* _WORK TO BE COMPLETED_: Please copy out each entry, word for word.

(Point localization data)
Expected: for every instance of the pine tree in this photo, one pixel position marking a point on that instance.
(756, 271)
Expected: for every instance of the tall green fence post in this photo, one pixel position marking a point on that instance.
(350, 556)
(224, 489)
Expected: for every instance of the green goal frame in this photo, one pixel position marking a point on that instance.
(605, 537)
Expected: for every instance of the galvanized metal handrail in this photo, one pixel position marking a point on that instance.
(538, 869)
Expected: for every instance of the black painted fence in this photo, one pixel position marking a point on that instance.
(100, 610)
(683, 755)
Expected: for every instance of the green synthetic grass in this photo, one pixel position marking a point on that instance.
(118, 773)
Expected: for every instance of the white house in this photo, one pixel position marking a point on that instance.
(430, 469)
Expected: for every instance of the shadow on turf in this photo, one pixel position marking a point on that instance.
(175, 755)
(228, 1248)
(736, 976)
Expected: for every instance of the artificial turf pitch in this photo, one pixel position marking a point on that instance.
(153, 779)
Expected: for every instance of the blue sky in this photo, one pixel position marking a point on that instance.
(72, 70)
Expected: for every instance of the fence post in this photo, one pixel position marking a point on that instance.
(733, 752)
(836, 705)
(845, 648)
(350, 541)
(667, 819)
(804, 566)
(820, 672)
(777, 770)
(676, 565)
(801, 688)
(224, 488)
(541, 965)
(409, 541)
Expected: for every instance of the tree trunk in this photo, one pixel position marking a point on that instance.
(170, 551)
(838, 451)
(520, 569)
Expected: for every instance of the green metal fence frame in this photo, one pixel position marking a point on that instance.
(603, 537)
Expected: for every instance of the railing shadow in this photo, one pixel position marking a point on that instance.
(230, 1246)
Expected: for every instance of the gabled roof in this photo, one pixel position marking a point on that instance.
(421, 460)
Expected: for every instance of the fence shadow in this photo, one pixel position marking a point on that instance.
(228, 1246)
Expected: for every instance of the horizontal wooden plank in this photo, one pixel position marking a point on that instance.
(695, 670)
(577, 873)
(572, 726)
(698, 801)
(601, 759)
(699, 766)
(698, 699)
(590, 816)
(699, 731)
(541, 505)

* _EXERCISE RESPONSE_:
Expected: for every instance of the pine tree in this photo, one pixel position marking a point on that instance.
(756, 271)
Expected: for every instance of the tall green fence post in this photo, one pixel position marking a point on that instance.
(350, 556)
(224, 489)
Expected: for every instance of the green goal frame in this photo, one pixel position marking a point on that instance.
(605, 537)
Expected: for every instance of the galvanized metal handrail in this photo, one pixel position marking a point on that instance.
(538, 869)
Expected: for every instance of the black painted fence in this photo, one pixel position marking a point on that instance.
(100, 610)
(683, 755)
Expected: for every instance of the green synthetic grass in this photo, one pixel position marking a point on that instance.
(118, 773)
Expected: for every instance of the white house in this photo, one pixel position marking a point on that instance.
(430, 469)
Expected: for every instance of the shadow on turf in this photo, one pixel position marking a point on that instance.
(175, 755)
(228, 1248)
(736, 976)
Expected: for every instance of the artificial turf pitch in this photo, one pixel position marking a point on that instance.
(153, 779)
Expected: for every instance of the blue sky in this photo, one pixel position marking a point on that instance.
(72, 70)
Expected: for every instance of the fence post in this photo, one pixel position marking a point on that instance.
(733, 752)
(836, 705)
(845, 648)
(350, 541)
(667, 819)
(804, 566)
(820, 672)
(777, 770)
(676, 565)
(801, 688)
(224, 488)
(541, 965)
(409, 541)
Expected: for every instance of the tree trunk in this photo, one pixel position marking a point on that instance.
(170, 551)
(838, 451)
(520, 569)
Expected: for every instance of the green metal fence frame in this photo, one pixel position marking a point on that instance.
(603, 537)
Expected: for every instance of the railing shadow in this photo, one pixel position marking a point on that instance.
(230, 1246)
Expected: for every instance of the gabled roof in this photo, one pixel position marking a point on that instance.
(421, 460)
Expected: for every instance of the fence shadow in this photo, one pixel position marking a point on that instance.
(228, 1246)
Expected: for every instance of the horizontal wooden plank in this photo, one pixel position marking a point on that instance.
(695, 670)
(577, 873)
(572, 726)
(698, 801)
(601, 759)
(699, 766)
(698, 699)
(590, 816)
(699, 731)
(541, 505)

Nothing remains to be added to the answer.